■ Page excerpt

========

Most futurist experts believe that Artificial Intelligence (AI) is going to play a key role in the development of technology. Some of those believe that AI will ultimately provide the quickest route to a ‘technological singularity’, past which no further technological innovation will be possible. This article will use the rich picture we have built, as well as some of the considerations we have made in previous articles, to assess the possibilities for the future of AI.
AI in virtual personalities
We’ve asserted previously that virtual personalities enable users to interact in a contented manner with multi-function devices. Critical to the development of virtual personalities is the evolution of AI. To accurately simulate anthropic entities, these virtual personalities require a degree of autonomy similar to human personalities. That is, if asked a question, the virtual personality must be at least capable of replying in a similar variety of ways.
This is a trickier problem than it might seem. Though most questions asked of people are guided in to restrictive ‘answering frames’ that limit the number of possible responses by individual’s emotional reference points, the nature of selecting the right ‘frame’ is complicated. So, AI must be developed not only as a logical engine running a program to discriminate human from non-human responses – the quickest route to effective AI seems to be in simulating the human brain itself.
Futurist Ray Kurzweil believes this will be achieved by 2020. That’s eight years’ time. At that point, what can we expect?
As we discussed in the previous article, companies will need to develop ‘avatar personalities’ that represent the characteristics of their corporate ethos. In doing this, then, they will need to really get to grips with the human psychology behind developing ‘human’ AIs. So, I anticipate a boom in research fields around neuroscience, cognitive psychology and, eventually, ‘machine psychology’ – the art of coding the human brain in to a logical device. Through careful study, corporate entities will be able to create machine personalities that are representative of their defining characteristics. Governmental entities may also pursue this line of thinking, but (as evidenced historically) on a slightly less progressive timeline.

========

■ Questions
1. Answer each question from the article on the future of AI.
(a) By what year does Ray Kurzweil believe the simulation of the human brain will be achieved?
(b) What do companies need to develop to represent the characteristics of their corporate ethos?
(c) According to some futurists, what will not be possible past a technological singularity?
2. Proceed with the article on the future of AI from the point where it stops.

========

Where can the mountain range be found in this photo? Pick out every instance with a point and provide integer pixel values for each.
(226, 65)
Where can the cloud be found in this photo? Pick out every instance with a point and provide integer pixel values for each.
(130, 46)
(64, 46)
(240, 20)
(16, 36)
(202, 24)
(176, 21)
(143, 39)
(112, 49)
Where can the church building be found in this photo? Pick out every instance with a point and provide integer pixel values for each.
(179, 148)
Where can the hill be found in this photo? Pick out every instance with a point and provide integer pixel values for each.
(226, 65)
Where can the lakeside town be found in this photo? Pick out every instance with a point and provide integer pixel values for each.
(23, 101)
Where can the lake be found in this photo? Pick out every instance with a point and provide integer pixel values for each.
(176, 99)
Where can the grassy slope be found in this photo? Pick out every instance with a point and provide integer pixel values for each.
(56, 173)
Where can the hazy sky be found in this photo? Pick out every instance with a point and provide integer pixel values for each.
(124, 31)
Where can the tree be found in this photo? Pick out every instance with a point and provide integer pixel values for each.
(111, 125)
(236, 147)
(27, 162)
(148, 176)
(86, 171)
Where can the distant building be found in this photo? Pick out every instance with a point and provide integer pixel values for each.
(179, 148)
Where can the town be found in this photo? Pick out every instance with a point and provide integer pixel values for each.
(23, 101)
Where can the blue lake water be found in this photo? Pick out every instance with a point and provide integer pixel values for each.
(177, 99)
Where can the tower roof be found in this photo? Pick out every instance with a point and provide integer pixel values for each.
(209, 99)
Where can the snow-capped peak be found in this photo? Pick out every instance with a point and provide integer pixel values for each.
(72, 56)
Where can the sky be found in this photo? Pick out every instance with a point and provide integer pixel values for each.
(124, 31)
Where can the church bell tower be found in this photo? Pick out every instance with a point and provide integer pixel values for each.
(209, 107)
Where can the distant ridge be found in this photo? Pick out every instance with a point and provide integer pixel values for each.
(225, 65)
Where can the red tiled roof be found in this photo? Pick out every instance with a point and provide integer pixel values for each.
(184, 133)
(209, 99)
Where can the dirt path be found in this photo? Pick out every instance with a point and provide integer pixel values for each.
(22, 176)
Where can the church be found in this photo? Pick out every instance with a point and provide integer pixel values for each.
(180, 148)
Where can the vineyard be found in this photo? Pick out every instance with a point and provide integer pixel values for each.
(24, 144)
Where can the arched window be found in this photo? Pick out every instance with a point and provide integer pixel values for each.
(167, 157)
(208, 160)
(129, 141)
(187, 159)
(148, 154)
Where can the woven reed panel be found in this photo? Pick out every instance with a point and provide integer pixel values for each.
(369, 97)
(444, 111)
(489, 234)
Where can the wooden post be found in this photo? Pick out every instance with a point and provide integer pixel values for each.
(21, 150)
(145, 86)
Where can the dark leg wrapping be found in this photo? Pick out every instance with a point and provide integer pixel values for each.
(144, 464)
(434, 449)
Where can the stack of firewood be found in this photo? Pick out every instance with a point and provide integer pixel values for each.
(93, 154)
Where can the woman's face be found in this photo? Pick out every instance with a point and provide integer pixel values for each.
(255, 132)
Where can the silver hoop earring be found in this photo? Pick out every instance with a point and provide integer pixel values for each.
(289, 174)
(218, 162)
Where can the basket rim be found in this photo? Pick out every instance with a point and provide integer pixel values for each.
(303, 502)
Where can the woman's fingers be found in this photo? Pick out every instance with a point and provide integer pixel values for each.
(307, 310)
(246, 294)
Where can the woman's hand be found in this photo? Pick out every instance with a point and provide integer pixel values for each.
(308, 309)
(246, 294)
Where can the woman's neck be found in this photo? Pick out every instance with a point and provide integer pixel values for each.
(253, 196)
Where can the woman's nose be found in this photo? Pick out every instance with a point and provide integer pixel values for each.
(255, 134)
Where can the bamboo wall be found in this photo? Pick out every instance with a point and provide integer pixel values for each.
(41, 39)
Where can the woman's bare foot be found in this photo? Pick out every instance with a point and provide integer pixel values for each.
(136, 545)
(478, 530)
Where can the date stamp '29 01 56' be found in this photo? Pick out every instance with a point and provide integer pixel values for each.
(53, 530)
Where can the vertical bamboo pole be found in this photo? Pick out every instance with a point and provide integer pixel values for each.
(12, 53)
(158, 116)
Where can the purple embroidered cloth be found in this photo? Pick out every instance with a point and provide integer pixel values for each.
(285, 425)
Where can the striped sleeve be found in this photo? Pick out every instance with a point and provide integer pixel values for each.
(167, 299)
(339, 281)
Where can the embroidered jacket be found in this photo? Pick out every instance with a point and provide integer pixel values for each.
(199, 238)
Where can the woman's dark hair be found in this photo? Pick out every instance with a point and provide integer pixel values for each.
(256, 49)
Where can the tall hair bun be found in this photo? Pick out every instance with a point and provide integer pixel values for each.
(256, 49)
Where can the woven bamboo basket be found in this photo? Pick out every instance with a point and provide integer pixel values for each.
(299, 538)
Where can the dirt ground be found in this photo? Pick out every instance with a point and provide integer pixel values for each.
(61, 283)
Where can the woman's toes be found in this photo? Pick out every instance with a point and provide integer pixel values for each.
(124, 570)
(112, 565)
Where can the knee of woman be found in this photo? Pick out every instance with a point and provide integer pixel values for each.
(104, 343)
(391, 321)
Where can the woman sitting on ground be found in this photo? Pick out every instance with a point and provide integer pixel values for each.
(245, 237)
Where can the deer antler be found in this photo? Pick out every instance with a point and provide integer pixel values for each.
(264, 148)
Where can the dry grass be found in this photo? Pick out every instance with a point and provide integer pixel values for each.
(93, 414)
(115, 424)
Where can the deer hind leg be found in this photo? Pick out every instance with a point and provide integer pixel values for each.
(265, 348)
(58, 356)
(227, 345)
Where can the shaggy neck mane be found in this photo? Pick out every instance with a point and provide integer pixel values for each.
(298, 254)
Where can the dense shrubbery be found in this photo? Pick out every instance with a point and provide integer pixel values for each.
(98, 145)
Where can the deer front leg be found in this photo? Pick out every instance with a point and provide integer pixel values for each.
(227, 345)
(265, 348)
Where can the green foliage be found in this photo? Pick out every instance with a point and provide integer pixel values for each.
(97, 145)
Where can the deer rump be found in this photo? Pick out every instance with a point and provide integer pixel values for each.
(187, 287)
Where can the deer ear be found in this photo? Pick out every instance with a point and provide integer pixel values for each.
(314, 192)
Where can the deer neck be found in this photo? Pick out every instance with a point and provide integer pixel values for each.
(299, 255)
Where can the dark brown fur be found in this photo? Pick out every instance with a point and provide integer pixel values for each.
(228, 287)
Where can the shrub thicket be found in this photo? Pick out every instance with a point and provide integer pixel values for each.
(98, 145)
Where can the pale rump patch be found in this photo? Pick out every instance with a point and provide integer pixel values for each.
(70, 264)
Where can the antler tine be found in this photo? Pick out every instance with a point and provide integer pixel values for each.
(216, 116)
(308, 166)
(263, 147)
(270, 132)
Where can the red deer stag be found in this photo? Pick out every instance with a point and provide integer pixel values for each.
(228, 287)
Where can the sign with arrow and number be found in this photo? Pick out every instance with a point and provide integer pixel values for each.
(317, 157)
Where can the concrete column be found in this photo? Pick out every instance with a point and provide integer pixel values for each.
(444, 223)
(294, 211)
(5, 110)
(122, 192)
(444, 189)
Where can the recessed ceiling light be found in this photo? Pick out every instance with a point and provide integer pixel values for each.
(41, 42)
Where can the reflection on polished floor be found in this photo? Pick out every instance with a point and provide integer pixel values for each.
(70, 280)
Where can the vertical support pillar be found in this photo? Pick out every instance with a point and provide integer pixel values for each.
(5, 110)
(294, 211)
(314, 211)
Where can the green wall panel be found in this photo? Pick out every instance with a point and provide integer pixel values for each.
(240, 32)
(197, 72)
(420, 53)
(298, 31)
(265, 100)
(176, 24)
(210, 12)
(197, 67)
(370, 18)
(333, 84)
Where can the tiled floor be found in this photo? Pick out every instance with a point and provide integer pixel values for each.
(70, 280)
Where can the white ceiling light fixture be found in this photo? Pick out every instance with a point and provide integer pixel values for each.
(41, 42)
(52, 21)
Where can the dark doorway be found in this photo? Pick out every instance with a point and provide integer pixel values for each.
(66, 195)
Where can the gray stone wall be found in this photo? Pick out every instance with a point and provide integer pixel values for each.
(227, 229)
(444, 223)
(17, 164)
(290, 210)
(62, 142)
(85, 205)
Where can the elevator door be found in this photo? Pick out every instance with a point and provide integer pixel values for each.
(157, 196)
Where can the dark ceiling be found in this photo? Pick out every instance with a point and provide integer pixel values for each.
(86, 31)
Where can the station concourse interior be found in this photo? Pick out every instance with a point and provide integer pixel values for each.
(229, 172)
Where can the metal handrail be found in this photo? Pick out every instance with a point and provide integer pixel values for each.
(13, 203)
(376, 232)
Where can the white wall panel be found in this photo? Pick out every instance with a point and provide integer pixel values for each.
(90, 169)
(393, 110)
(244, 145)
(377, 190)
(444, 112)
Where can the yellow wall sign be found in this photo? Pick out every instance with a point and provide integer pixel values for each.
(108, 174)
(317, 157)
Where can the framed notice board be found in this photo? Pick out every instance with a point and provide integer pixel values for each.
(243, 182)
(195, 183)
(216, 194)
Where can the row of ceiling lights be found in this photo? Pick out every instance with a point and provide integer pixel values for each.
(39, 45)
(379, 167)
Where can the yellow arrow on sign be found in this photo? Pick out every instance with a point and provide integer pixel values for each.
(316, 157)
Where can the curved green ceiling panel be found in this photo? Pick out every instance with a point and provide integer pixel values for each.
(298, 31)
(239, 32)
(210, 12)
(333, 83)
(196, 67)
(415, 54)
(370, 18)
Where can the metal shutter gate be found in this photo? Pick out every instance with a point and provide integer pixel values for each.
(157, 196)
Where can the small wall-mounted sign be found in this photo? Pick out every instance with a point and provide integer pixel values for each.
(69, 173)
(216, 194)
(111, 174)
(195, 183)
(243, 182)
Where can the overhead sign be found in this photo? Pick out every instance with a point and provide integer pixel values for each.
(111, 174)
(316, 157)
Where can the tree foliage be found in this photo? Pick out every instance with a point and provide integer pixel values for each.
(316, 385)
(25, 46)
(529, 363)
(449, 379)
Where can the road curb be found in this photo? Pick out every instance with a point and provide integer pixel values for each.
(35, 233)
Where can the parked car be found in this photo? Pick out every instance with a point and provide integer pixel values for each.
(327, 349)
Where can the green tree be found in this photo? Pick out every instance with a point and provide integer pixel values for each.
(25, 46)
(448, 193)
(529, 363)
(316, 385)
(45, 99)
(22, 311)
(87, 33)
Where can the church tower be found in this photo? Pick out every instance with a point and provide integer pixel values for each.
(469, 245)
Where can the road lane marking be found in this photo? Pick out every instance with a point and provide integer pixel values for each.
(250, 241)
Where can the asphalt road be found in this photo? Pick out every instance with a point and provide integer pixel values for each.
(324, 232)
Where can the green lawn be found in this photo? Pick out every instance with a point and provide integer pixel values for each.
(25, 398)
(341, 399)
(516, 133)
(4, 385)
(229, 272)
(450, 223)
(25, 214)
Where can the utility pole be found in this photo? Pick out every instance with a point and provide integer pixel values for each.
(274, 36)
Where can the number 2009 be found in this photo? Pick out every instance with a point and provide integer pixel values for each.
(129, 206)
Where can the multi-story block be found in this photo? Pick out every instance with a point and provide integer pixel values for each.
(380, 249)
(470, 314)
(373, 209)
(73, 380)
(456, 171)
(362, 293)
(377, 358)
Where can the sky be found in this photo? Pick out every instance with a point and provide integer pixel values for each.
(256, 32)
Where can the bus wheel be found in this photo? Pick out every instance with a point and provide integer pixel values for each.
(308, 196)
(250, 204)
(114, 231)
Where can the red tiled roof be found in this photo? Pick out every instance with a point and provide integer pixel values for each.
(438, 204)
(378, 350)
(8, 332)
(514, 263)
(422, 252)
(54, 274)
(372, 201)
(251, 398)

========

■ Results for each task
1.
(a) 2020
(b) 'Avatar personalities'
(c) Further technological innovation

2.
Recall that consumers are, in general, driving towards a single unified ecosystem of content and procedures. This is mirrored in various global drives for integration and ‘end-to-end’ control. A company that produces its own printer now make its own paper. It’s possible to run your whole life using only products and services from Virgin.
What does this mean for the development of AIs? There are two clear paths here: a singular common ecosystem is established before the development of ‘human-level’ AI, or a singular common ecosystem is not established at all. In the second case, one could imagine cross-compatibility to be of little relevance: any cross-functionality will be achieved via interactions of high-level AI, consolidating the need for various communication frameworks in a common, natural, language. The first case is, to my mind, less likely (given the timescales involved). We have seen that there are multiple large entities pursuing the R&D dream – and all are succeeding to various extents. Market competition prevents them from collapsing together to form a single entity, and patent protection prevents their innovation from following identical lines. So, it is this author’s belief that the future is one of multifarious and multipersonalitied AIs communicating via a common, natural, language. At that point, I suspect the distinction between ‘real’ and ‘virtual’ personalities to be much, much less of an issue.